INFORMATION SHOWN Block Start

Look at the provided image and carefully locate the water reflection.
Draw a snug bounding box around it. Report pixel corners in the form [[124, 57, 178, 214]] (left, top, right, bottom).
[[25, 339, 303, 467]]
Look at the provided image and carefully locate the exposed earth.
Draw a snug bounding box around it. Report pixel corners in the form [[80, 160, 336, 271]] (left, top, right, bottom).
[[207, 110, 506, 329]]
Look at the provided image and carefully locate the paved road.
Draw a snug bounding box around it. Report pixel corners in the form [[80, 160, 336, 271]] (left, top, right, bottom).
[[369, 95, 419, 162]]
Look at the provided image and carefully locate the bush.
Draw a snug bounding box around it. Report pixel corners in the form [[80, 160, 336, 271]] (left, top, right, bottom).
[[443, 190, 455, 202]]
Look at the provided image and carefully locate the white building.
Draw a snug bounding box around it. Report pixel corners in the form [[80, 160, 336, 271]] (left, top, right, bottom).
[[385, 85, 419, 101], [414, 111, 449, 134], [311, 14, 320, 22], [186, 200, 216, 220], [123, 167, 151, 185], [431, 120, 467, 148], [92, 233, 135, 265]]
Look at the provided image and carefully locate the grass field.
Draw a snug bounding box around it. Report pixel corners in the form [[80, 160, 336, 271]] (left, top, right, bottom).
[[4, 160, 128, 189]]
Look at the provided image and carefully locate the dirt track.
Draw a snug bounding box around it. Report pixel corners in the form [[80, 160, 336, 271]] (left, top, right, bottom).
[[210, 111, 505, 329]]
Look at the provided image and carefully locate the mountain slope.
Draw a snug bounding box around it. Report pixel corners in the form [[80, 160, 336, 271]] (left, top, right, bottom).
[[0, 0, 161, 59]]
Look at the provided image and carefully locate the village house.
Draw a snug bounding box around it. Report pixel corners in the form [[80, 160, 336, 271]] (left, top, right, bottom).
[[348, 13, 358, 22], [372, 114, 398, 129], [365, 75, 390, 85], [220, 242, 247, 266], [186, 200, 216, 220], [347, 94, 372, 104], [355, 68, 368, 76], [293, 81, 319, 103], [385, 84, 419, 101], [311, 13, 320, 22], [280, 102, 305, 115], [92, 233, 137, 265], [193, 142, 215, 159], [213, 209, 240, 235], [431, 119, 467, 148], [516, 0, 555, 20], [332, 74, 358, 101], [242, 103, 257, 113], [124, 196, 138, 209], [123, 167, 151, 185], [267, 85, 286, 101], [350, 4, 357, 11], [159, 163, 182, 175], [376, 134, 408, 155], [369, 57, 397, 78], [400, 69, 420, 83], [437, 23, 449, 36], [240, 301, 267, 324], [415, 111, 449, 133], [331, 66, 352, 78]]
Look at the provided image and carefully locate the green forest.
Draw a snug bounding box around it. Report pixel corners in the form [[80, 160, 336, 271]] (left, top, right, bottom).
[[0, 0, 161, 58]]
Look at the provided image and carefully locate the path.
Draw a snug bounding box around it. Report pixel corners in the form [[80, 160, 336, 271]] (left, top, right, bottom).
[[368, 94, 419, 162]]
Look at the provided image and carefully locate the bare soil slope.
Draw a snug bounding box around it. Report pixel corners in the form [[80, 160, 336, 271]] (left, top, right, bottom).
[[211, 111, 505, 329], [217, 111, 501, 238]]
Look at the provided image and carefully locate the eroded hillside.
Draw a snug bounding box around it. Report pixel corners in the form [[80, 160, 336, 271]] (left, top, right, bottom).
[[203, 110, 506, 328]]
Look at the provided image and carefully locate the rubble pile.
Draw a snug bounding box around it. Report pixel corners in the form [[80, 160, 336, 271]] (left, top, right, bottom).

INFORMATION SHOWN Block End

* REQUIRED ACTION
Only an exact copy of the lines from the beginning of the listing through the line with "Look at the provided image and carefully locate the paved", both included, belongs in the answer.

* RESULT OF THE TASK
Look at the provided image and carefully locate the water reflection.
Draw a snug bounding box around it. Report pixel corners in the form [[124, 57, 178, 214]] (left, top, right, bottom).
[[25, 339, 303, 467]]
Look at the provided image and carefully locate the exposed earth.
Draw a snug bounding box around it. Report pixel corners in the form [[80, 160, 336, 271]] (left, top, right, bottom).
[[207, 110, 506, 329]]
Look at the provided image and carefully locate the paved road.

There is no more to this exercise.